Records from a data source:

● ● ●

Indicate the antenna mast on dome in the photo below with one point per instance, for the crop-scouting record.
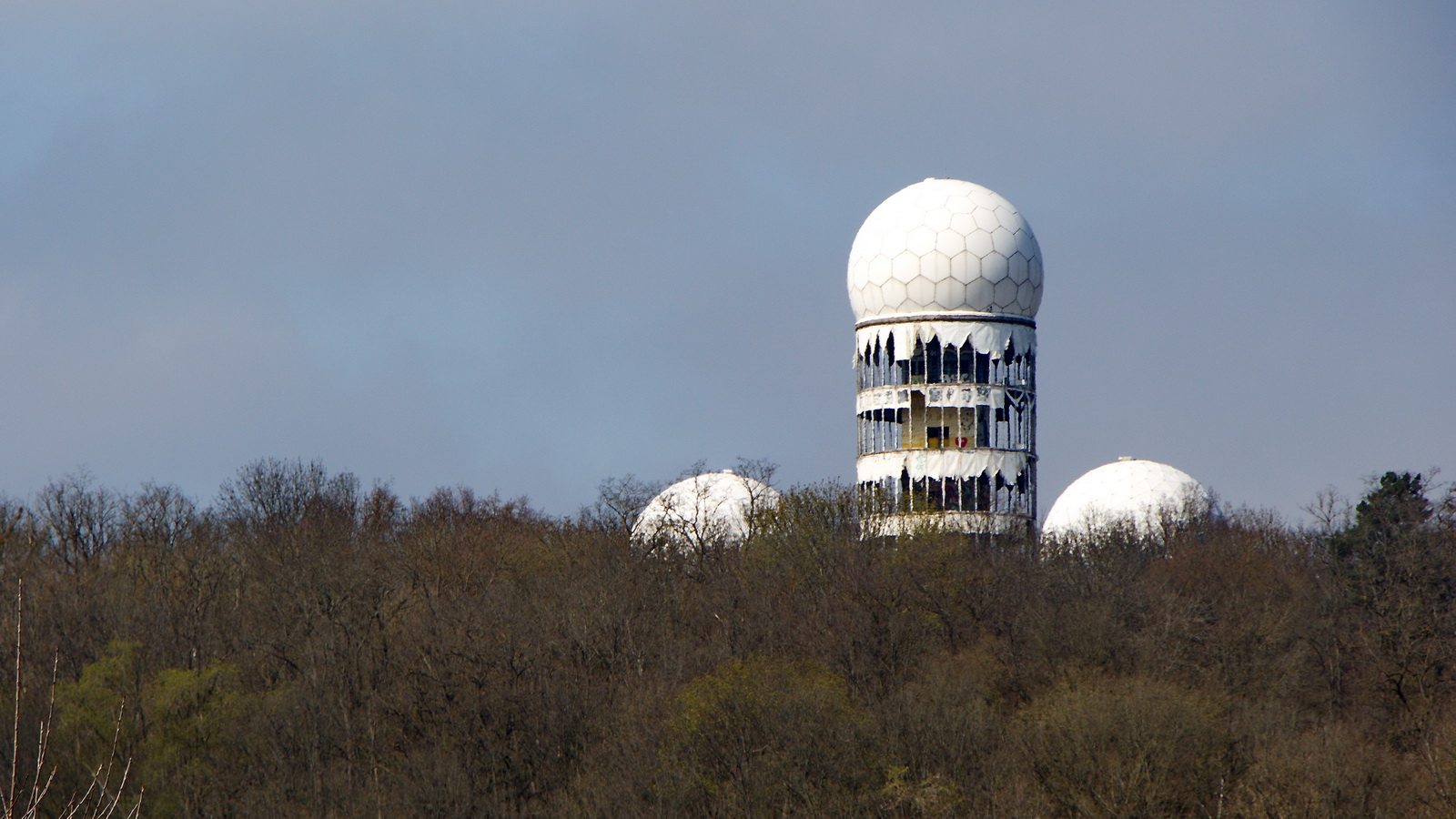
(945, 281)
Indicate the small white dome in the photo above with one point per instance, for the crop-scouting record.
(1127, 491)
(706, 509)
(944, 245)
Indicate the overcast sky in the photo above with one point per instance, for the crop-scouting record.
(526, 247)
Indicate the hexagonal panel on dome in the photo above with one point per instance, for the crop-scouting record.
(980, 295)
(950, 242)
(979, 242)
(995, 267)
(905, 267)
(1026, 242)
(1016, 268)
(935, 266)
(893, 242)
(950, 293)
(1004, 241)
(965, 267)
(893, 293)
(1005, 293)
(912, 216)
(1024, 295)
(986, 219)
(874, 300)
(938, 219)
(921, 241)
(880, 270)
(921, 290)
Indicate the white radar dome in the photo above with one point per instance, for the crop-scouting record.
(1128, 491)
(706, 509)
(944, 245)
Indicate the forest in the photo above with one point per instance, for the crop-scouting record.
(308, 646)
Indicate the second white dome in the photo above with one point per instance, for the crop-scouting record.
(1127, 491)
(944, 245)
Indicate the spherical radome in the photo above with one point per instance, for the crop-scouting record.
(1127, 491)
(943, 230)
(706, 509)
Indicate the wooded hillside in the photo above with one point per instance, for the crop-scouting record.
(308, 647)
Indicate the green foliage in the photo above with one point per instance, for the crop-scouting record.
(762, 736)
(1130, 748)
(303, 647)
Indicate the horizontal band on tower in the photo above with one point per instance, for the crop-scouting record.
(946, 317)
(943, 464)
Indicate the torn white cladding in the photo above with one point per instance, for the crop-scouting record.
(1133, 493)
(945, 280)
(705, 511)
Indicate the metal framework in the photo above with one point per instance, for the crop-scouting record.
(948, 430)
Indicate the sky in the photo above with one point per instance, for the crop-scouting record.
(526, 247)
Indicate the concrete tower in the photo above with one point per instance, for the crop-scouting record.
(945, 281)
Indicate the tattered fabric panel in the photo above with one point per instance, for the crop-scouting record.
(939, 464)
(985, 336)
(948, 395)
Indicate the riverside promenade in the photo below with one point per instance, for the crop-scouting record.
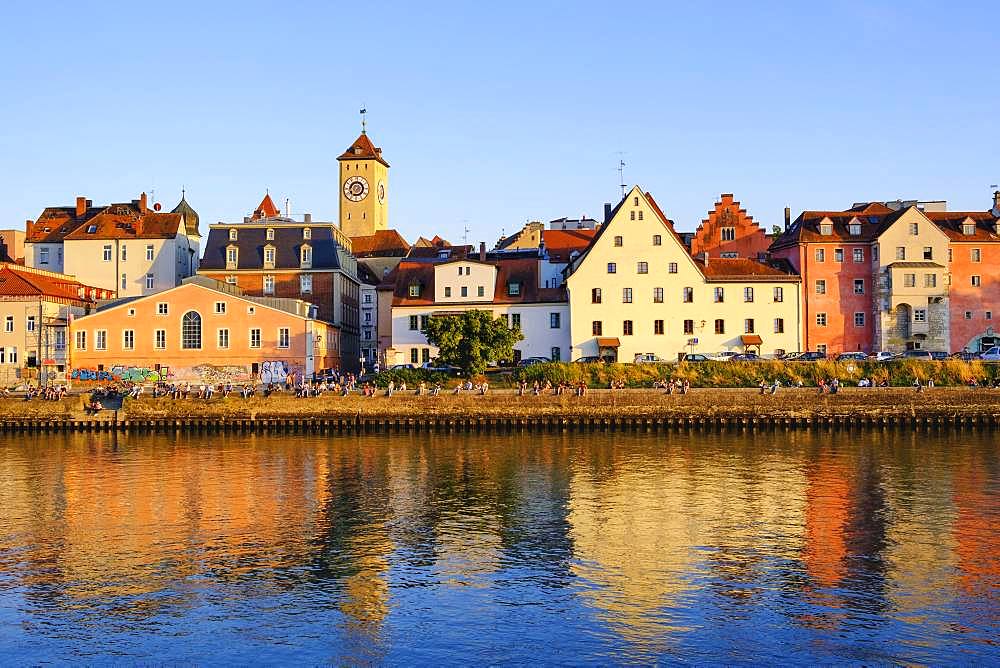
(501, 410)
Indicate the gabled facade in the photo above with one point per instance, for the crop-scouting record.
(507, 286)
(728, 232)
(35, 308)
(878, 278)
(637, 290)
(276, 256)
(128, 247)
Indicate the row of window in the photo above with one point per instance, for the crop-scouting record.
(108, 253)
(687, 295)
(642, 267)
(269, 233)
(749, 327)
(975, 254)
(513, 320)
(191, 338)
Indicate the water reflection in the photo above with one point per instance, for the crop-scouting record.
(793, 547)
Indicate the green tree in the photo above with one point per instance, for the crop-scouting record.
(471, 340)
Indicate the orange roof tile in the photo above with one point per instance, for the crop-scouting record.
(383, 242)
(363, 149)
(266, 208)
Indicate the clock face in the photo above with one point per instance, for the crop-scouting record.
(355, 188)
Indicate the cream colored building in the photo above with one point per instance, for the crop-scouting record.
(636, 290)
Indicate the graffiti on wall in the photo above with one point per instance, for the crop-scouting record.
(122, 373)
(274, 371)
(209, 373)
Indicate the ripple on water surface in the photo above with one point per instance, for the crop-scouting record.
(775, 547)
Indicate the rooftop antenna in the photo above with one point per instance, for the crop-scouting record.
(621, 172)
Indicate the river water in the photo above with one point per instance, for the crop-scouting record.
(551, 549)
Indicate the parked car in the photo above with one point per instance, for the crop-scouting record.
(991, 354)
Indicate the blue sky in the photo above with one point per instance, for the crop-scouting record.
(495, 113)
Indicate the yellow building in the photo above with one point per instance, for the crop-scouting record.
(637, 290)
(364, 183)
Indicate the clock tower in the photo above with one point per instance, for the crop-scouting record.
(364, 189)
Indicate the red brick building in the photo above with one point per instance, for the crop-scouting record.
(878, 278)
(269, 255)
(729, 232)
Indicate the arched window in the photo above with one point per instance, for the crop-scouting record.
(191, 331)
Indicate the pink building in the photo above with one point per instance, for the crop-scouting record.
(202, 331)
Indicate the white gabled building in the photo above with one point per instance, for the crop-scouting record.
(505, 284)
(637, 290)
(127, 247)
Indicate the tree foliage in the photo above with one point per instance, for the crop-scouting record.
(471, 340)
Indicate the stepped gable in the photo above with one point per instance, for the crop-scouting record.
(750, 239)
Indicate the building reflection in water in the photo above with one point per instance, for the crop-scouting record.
(658, 539)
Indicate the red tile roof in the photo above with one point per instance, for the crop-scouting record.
(363, 149)
(560, 243)
(386, 243)
(266, 208)
(742, 269)
(18, 281)
(512, 270)
(125, 221)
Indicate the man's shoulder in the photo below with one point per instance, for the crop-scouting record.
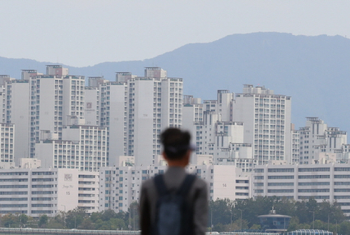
(148, 183)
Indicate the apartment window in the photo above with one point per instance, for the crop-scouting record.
(326, 190)
(312, 183)
(280, 190)
(281, 170)
(313, 169)
(281, 177)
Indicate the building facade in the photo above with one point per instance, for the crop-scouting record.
(328, 182)
(120, 186)
(267, 122)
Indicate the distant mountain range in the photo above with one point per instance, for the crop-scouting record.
(314, 70)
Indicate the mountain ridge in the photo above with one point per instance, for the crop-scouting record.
(313, 70)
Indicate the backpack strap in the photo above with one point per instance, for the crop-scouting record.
(186, 185)
(160, 185)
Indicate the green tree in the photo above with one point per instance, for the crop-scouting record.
(8, 220)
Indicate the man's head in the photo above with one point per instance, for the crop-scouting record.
(176, 145)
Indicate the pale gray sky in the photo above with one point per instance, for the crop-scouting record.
(83, 32)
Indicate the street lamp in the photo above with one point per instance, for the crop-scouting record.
(211, 217)
(241, 218)
(313, 219)
(64, 216)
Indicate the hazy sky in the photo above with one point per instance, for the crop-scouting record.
(82, 32)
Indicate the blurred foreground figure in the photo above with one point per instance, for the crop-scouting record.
(175, 203)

● ● ●

WHAT TO PRODUCE - Write out again, unchanged, every line from the line containing "Indicate the man's head" to the final line of the material above.

SOLUTION TO THIS EXERCISE -
Indicate the man's head in the photo above with one point per instance, for the crop-scouting record.
(176, 145)
Indicate the pale gray sky in the photo above with one point per instance, for the crop-scouting record.
(83, 32)
Indicate the street lamp in the photo above with one point per instance, for the crop-scouting record.
(211, 217)
(241, 218)
(313, 219)
(64, 216)
Indicate the hazy sky in the photo above with one point per instance, for the crop-scouting record.
(82, 32)
Indicate the blurred foreground figure in the photo above with one point per instance, for the crop-scouting record.
(175, 203)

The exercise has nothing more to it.